■ **DIRECTIONS FOR THIS TASK**:
Count the lines in the entries that contain the string "railing", where case counts. Reply with the number alone.

(Location labeling records)
▼

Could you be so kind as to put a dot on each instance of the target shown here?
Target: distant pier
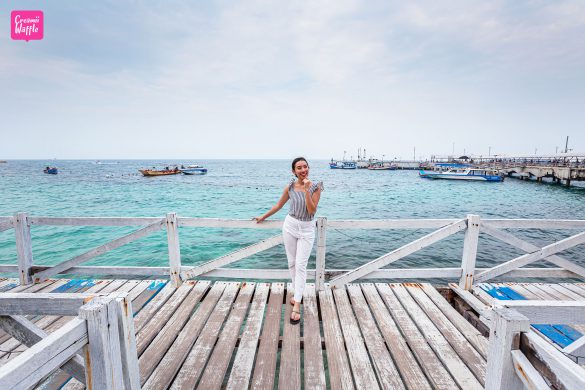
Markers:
(189, 332)
(561, 169)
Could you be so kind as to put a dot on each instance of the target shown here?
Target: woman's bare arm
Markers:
(281, 202)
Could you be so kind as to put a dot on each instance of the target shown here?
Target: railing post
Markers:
(103, 362)
(469, 252)
(505, 329)
(174, 249)
(320, 261)
(23, 248)
(126, 333)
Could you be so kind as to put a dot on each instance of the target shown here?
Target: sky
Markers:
(265, 79)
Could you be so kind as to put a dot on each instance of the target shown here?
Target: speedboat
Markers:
(342, 165)
(382, 167)
(162, 172)
(193, 170)
(476, 174)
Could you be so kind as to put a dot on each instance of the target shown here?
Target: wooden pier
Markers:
(187, 331)
(237, 335)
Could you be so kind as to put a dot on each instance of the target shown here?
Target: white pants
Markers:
(298, 242)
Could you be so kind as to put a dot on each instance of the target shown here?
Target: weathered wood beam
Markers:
(548, 312)
(8, 268)
(103, 361)
(528, 247)
(5, 225)
(320, 257)
(231, 257)
(527, 373)
(110, 270)
(228, 223)
(129, 355)
(42, 303)
(481, 308)
(520, 261)
(174, 248)
(469, 252)
(534, 223)
(94, 221)
(506, 325)
(392, 224)
(64, 266)
(568, 373)
(34, 364)
(23, 247)
(29, 334)
(399, 253)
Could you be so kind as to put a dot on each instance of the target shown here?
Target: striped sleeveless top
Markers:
(298, 205)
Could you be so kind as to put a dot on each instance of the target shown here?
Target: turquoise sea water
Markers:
(242, 189)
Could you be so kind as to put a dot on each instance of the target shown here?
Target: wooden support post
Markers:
(103, 363)
(29, 334)
(126, 333)
(320, 261)
(23, 248)
(174, 249)
(505, 329)
(469, 252)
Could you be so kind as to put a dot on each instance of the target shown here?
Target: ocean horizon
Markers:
(242, 189)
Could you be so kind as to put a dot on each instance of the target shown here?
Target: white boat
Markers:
(475, 174)
(193, 170)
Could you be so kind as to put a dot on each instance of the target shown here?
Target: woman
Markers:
(298, 230)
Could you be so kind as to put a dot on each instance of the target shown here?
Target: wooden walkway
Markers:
(561, 336)
(213, 335)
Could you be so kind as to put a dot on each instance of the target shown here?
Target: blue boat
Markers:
(193, 170)
(474, 174)
(342, 165)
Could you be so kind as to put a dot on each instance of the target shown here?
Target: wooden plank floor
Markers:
(559, 335)
(213, 335)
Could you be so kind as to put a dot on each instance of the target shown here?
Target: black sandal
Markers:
(294, 322)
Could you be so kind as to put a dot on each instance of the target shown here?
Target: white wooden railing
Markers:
(103, 328)
(466, 274)
(507, 365)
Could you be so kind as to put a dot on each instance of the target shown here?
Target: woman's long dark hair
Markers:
(295, 161)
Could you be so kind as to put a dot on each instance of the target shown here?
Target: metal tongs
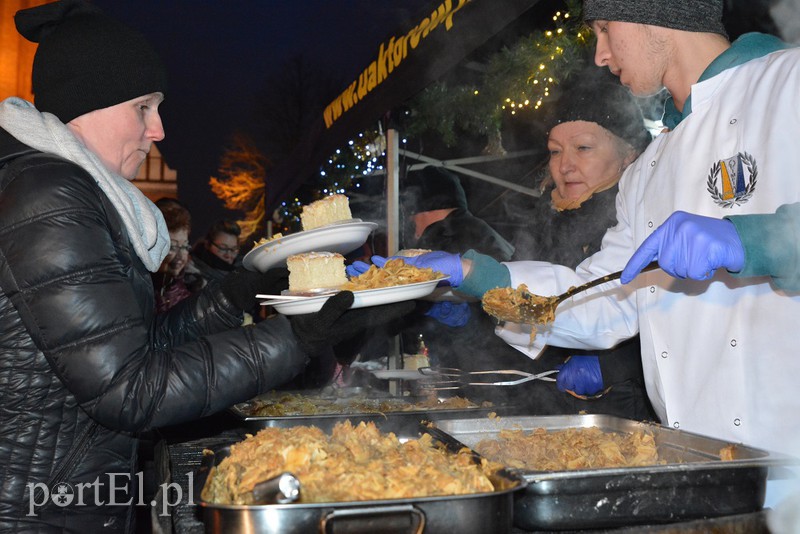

▲

■ **SOLVED EXERCISE**:
2